**Text block**.
···
I & Q Mixer Output Combined

Now this is where it gets interesting. When I and Q channel outputs are added, a lot of products cancel out. These tones are left out:

\begin{alignat*}{8} \frac{4}{\pi} \biggr[ & \textcolor{#40ce80}{A_1cos(\omega_{lo}-\omega_{bb})t}\;&-&\;\textcolor{#40ce80}{\frac{A_1}{3}cos(3\omega_{lo}+\omega_{bb})t}\;&+&\;\textcolor{#40ce80}{\frac{A_1}{5}cos(5\omega_{lo}-5\omega_{bb})t}\\ +& \textcolor{#feda39}{A_3cos(\omega_{lo}+3\omega_{bb})t}\;&-&\;\textcolor{#feda39}{\frac{A_3}{3}cos(3\omega_{lo}-3\omega_{bb})t}\;&+&\;\textcolor{#feda39}{\frac{A_3}{5}(5\omega_{lo}+3\omega_{bb})t}\\ +& \textcolor{#e74c3c}{A_5cos(\omega_{lo}-5\omega_{bb})t}\;&-&\;\textcolor{#e74c3c}{\frac{A_5}{3}cos(3\omega_{lo}+5\omega_{bb})t}\;&+&\;\textcolor{#e74c3c}{\frac{A_5}{5}cos(5\omega_{lo}-5\omega_{bb})t}\biggr]\\ \end{alignat*}

It’s also interesting to note that Primary 4FMOD always falls on the opposite side of signal and secondary 4FMOD falls on the same side. Also note that \(3\omega_{LO}\) and \(5\omega_{LO}\) related products eventually get filtered by your matching network (but before matching network, they still exist, on all the nodes of your circuits, beware), and only \(\omega_{LO}\) products make it to your antenna.
···
**Given problem 1**. From the equation for the combined I & Q mixer output, list every tone whose frequency is built on the fundamental ω_lo (not on 3ω_lo or 5ω_lo).
**Given problem 2**. According to the passage on the combined I & Q mixer output, why do only the ω_LO products reach the antenna?
**Given problem 3**. Extend the discussion of the combined I & Q mixer output from the point where it stops.

**Photo object pointing records**.
···
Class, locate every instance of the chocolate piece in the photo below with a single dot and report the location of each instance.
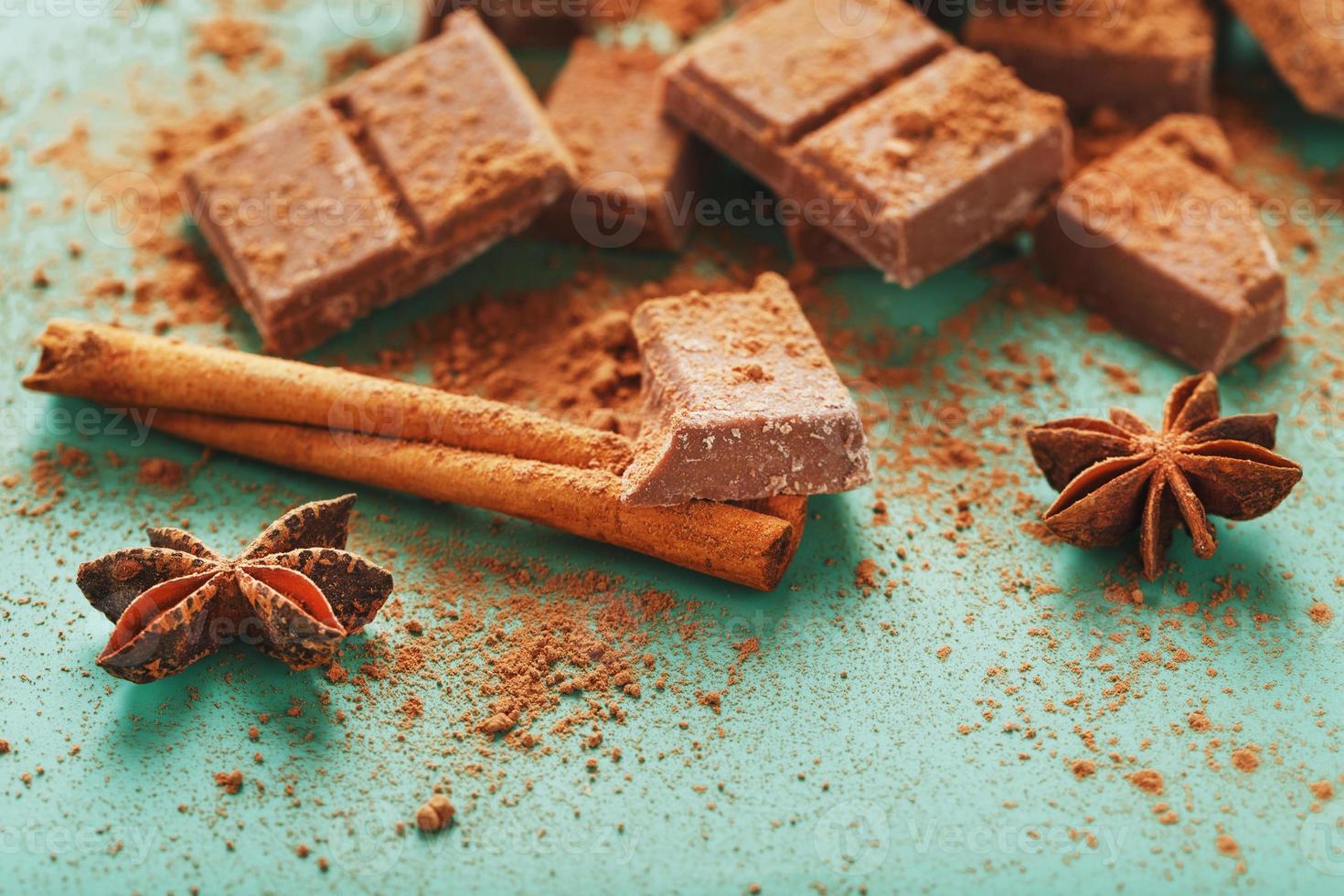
(935, 165)
(635, 168)
(1306, 42)
(1158, 240)
(1143, 58)
(815, 245)
(780, 69)
(741, 402)
(402, 174)
(915, 175)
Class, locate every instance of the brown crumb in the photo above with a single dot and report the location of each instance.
(229, 781)
(434, 815)
(1148, 779)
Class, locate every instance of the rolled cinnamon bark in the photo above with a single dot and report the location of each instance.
(125, 368)
(723, 540)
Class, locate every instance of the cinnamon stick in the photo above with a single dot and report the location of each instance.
(123, 368)
(725, 540)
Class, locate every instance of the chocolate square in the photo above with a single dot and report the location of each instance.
(443, 152)
(935, 165)
(778, 70)
(1143, 58)
(1304, 39)
(296, 218)
(459, 133)
(741, 402)
(1158, 240)
(635, 168)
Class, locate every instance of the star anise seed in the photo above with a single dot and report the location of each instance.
(1117, 475)
(294, 592)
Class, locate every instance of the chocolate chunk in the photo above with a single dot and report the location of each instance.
(297, 220)
(1158, 240)
(935, 165)
(815, 245)
(1306, 42)
(349, 202)
(778, 70)
(459, 133)
(741, 402)
(1143, 58)
(635, 168)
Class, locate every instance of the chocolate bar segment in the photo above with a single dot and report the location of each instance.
(636, 169)
(780, 69)
(1141, 58)
(417, 165)
(459, 133)
(935, 165)
(741, 402)
(296, 219)
(1304, 40)
(1158, 240)
(814, 245)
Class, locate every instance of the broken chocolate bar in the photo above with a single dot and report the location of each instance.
(935, 165)
(1304, 39)
(741, 402)
(814, 245)
(1158, 240)
(528, 23)
(1141, 58)
(402, 174)
(780, 69)
(918, 169)
(635, 168)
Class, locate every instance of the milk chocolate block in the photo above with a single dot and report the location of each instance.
(1160, 242)
(935, 165)
(635, 168)
(780, 69)
(741, 402)
(1304, 39)
(815, 245)
(402, 174)
(1143, 58)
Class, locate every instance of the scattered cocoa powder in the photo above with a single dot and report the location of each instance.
(229, 781)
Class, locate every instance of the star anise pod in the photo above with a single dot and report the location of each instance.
(1117, 475)
(294, 592)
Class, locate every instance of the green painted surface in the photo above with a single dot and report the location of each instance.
(847, 781)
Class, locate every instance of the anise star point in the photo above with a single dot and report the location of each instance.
(294, 592)
(1118, 475)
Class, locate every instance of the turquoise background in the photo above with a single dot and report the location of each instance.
(843, 762)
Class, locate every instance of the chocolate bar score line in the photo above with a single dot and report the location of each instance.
(386, 183)
(465, 450)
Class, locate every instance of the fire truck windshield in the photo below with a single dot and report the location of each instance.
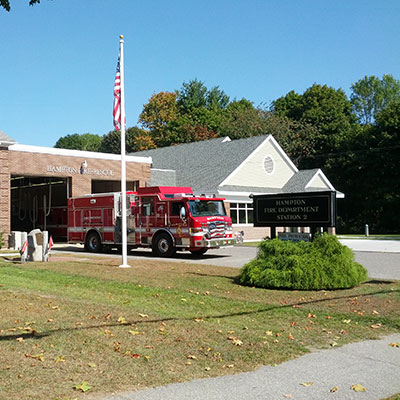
(206, 208)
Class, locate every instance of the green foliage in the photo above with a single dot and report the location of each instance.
(194, 94)
(6, 4)
(322, 264)
(371, 95)
(86, 142)
(136, 139)
(325, 108)
(370, 176)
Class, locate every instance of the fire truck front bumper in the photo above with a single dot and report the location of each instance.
(215, 243)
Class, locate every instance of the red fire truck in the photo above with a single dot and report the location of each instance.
(164, 218)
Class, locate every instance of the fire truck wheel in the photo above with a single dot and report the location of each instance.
(199, 252)
(93, 243)
(162, 245)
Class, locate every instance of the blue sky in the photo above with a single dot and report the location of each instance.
(58, 58)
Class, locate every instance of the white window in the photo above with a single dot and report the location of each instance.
(241, 213)
(269, 165)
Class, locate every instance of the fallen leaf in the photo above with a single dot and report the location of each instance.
(237, 342)
(83, 387)
(358, 388)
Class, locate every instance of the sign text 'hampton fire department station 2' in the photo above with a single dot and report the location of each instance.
(295, 209)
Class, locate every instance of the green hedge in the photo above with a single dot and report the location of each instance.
(321, 264)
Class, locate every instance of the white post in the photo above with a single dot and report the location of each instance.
(123, 163)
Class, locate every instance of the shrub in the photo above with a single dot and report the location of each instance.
(322, 264)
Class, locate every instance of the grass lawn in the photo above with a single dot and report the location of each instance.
(77, 319)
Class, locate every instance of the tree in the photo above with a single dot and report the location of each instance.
(192, 95)
(325, 108)
(159, 111)
(86, 142)
(6, 3)
(371, 95)
(195, 94)
(136, 139)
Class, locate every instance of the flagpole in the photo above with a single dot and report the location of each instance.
(123, 162)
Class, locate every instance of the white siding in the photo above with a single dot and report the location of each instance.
(251, 172)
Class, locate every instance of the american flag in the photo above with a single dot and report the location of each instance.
(117, 98)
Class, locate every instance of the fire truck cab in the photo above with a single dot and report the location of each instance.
(163, 218)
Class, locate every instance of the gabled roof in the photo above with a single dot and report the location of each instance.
(299, 181)
(206, 163)
(5, 140)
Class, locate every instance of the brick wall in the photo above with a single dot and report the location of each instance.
(22, 163)
(4, 195)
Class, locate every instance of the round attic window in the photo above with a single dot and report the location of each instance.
(269, 165)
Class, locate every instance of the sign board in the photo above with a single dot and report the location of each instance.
(294, 237)
(295, 209)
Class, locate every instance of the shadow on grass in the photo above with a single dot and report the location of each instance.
(39, 335)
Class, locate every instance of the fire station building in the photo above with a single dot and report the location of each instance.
(35, 183)
(235, 170)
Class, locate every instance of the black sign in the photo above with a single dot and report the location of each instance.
(295, 209)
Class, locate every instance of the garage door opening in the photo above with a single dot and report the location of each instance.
(40, 203)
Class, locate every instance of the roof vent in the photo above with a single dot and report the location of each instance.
(269, 165)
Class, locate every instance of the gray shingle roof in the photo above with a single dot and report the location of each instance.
(5, 140)
(203, 165)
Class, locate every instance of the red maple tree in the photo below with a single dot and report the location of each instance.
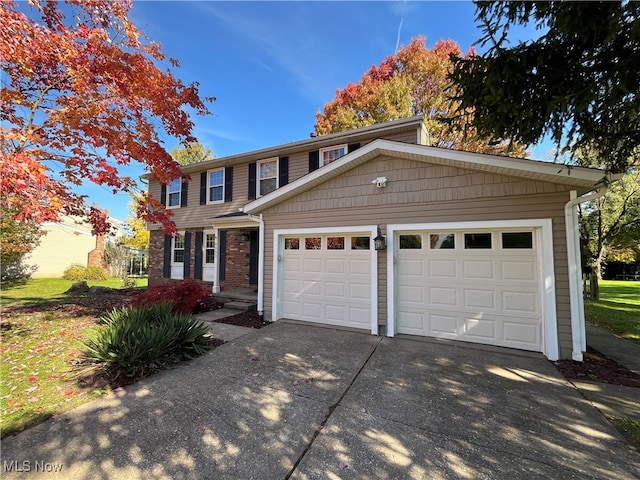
(84, 92)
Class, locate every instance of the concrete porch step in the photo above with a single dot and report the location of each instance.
(241, 305)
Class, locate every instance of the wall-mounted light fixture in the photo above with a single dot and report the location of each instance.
(380, 182)
(380, 242)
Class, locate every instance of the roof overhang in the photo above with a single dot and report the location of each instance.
(583, 179)
(234, 221)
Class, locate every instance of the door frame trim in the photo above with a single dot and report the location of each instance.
(543, 226)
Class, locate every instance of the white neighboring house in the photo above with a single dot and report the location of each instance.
(67, 242)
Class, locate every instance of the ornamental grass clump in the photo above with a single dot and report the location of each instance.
(137, 341)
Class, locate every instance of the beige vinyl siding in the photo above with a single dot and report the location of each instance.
(410, 136)
(421, 193)
(195, 215)
(298, 165)
(60, 248)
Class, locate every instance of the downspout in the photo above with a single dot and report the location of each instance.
(260, 306)
(576, 300)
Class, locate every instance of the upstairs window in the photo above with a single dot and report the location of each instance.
(331, 154)
(267, 176)
(174, 192)
(215, 185)
(178, 249)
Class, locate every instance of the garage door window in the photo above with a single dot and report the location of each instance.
(360, 243)
(477, 241)
(292, 244)
(511, 240)
(442, 241)
(335, 243)
(312, 243)
(410, 242)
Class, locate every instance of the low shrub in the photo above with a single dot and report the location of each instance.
(136, 341)
(75, 273)
(78, 272)
(183, 296)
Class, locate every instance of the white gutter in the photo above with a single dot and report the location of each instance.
(576, 299)
(260, 306)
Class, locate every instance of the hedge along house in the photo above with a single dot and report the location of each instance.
(373, 229)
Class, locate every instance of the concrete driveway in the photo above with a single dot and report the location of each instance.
(303, 402)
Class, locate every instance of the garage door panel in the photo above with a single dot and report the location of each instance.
(479, 298)
(360, 317)
(334, 313)
(490, 296)
(478, 270)
(312, 310)
(519, 302)
(412, 268)
(312, 265)
(360, 266)
(360, 291)
(520, 335)
(334, 266)
(334, 289)
(483, 329)
(444, 324)
(412, 294)
(444, 296)
(445, 269)
(518, 271)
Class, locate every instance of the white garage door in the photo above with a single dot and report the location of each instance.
···
**Exercise result 1**.
- A_1 cos(ω_lo − ω_bb)t
- A_3 cos(ω_lo + 3ω_bb)t
- A_5 cos(ω_lo − 5ω_bb)t

**Exercise result 2**. The matching network filters out the products related to 3ω_LO and 5ω_LO, so only the ω_LO products make it to the antenna. Before the matching network, those higher products still exist on every node of the circuit.

**Exercise result 3**.
Story is not finished yet…

There is another dominant way Primary 4FMOD is generated when signal (\(\omega_{lo}-\omega_{bb}\)) and 3LO upconverted signal (\(3\omega_{lo}+\omega_{bb}\)) pass through cubic non-linearity of next stage (say PA driver amplifier). They intermodulate and their IM3 lands at Primary 4FMOD [2].

When \(\omega_{lo}-\omega_{bb}\) & \(3\omega_{lo}+\omega_{bb}\) pass through Cubic non-linearity $$3a_3\left[\frac{4}{\pi}A_1\right]^2cos^2(\omega_{lo}-\omega_{bb})t\times\left[\frac{4}{\pi}\frac{-A_1}{3}\right]cos(3\omega_{lo}+\omega_{bb})t$$ where a3 is third order non-linearity coefficient of this (driver amp in our case) cubic non-linearity. Left IM3 term can now be give as: $$-\frac{a_3}{4}\left[\frac{4A_1}{\pi}\right]^3cos(\omega_{lo}+3\omega_{bb})t$$

This is also demonstrated in the image below (note: here we are showing upper sideband of signal \(\omega_{lo}+\omega_{bb}\), so primary 4fmod falls at \(\omega_{lo}-3\omega_{bb}\))

References: [1] http://www.seas.ucla.edu/brweb/papers/Journals/BR_SSCM_4_2018.pdf [2] A. Mirzaei, D. Murphy and H. Darabi, “Analysis of Direct-Conversion IQ Transmitters With 25% Duty-Cycle Passive Mixers,” in IEEE Transactions on Circuits and Systems I: Regular Papers, vol. 58, no. 10, pp. 2318-2331, Oct. 2011, doi: 10.1109/TCSI.2011.2142790.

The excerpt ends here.